▶ [Given instruction]:
From the entries below, pick out and copy every line that contains the word "shirt".

====== Recorded information

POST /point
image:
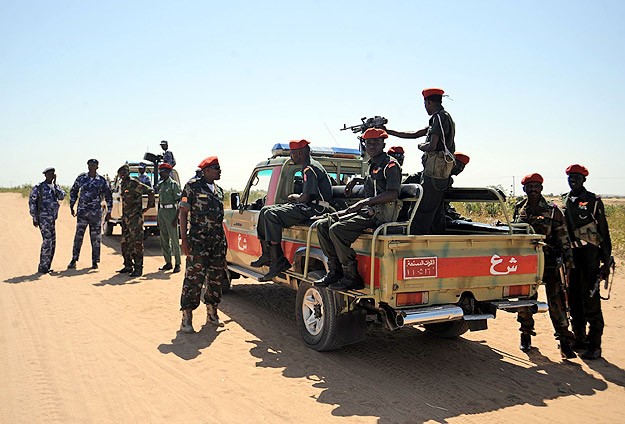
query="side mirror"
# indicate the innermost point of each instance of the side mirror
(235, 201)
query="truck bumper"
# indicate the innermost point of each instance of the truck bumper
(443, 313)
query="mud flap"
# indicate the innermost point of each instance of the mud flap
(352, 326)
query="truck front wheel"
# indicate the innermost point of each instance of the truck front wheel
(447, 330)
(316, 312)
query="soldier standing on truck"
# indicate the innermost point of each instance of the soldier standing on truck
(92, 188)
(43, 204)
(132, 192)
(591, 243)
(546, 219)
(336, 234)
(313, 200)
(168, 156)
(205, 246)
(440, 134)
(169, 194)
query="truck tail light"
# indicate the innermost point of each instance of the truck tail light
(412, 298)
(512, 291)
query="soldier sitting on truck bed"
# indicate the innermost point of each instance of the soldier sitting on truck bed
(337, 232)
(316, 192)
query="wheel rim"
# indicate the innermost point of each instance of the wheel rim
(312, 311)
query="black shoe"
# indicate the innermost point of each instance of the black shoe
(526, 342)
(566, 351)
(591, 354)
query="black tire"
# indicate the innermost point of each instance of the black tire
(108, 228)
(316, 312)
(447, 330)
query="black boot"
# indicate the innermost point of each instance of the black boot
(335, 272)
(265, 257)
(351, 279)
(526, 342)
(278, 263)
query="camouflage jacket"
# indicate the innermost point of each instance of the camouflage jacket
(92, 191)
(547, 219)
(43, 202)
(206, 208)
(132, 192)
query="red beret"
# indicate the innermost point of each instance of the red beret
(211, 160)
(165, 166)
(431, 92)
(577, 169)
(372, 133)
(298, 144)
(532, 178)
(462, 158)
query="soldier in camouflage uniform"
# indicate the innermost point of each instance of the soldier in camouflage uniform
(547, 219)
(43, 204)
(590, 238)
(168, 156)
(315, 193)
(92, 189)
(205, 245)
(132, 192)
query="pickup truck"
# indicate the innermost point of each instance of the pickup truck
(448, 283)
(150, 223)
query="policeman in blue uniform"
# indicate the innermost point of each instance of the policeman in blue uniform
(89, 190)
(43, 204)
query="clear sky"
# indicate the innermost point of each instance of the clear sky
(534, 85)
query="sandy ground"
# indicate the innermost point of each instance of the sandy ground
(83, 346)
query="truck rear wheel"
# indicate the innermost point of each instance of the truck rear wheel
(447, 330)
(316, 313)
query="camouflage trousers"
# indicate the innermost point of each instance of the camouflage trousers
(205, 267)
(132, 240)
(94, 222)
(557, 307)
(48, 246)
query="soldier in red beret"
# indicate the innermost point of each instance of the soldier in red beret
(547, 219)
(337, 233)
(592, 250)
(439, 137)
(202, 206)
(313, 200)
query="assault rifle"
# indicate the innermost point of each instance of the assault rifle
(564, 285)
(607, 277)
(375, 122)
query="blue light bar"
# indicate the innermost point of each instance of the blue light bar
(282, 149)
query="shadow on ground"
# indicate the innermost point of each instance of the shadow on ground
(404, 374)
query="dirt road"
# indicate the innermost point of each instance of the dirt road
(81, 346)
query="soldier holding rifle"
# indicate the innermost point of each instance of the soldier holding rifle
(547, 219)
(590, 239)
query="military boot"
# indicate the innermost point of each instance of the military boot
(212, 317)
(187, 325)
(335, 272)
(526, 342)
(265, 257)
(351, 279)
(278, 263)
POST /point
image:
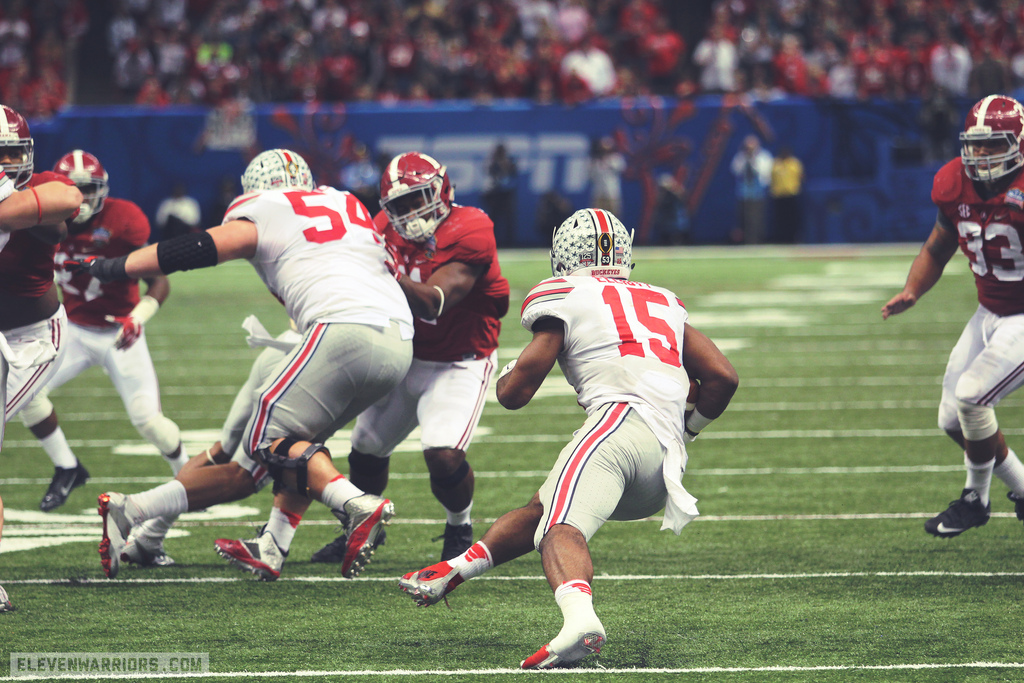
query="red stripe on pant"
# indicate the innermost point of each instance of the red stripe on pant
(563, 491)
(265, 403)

============
====== Recorded information

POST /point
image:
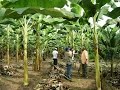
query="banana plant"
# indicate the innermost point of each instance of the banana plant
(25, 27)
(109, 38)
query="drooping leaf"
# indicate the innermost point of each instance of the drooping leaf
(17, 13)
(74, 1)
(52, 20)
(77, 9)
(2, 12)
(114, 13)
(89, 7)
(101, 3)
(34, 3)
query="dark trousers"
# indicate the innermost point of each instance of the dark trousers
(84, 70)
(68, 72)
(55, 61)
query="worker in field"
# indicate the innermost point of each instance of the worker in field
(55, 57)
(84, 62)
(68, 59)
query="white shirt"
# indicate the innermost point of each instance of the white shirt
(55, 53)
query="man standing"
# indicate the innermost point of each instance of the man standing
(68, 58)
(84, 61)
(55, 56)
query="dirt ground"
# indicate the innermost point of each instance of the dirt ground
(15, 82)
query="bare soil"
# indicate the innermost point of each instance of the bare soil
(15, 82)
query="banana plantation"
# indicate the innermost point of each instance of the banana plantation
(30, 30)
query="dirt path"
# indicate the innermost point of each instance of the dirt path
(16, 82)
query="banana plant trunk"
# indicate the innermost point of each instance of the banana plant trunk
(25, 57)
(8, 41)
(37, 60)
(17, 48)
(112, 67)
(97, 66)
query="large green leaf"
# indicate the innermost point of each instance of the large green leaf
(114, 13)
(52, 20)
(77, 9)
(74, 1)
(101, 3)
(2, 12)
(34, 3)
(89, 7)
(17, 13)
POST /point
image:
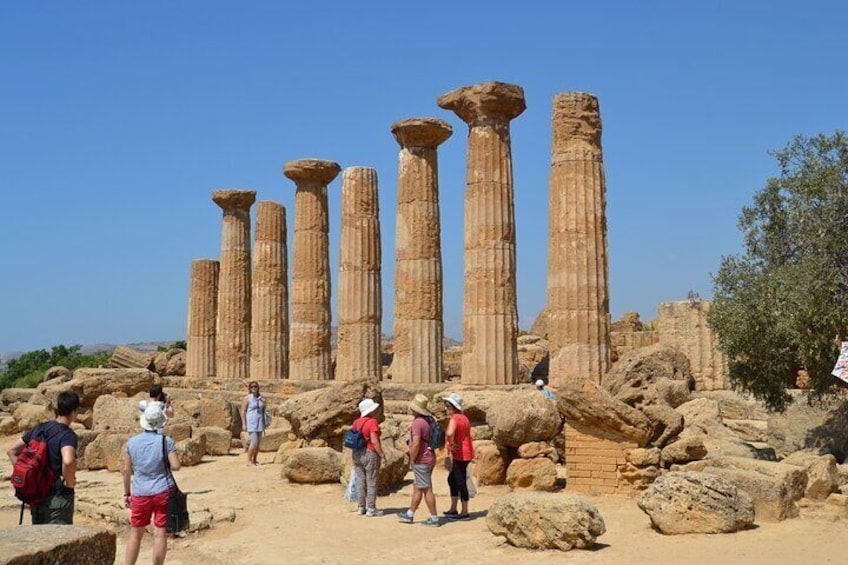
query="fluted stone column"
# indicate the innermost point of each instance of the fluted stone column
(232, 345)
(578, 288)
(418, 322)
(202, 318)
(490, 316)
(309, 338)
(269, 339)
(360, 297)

============

▶ [Finished answer]:
query="white shirt"
# indicate the innermost point of each instance of the white shirt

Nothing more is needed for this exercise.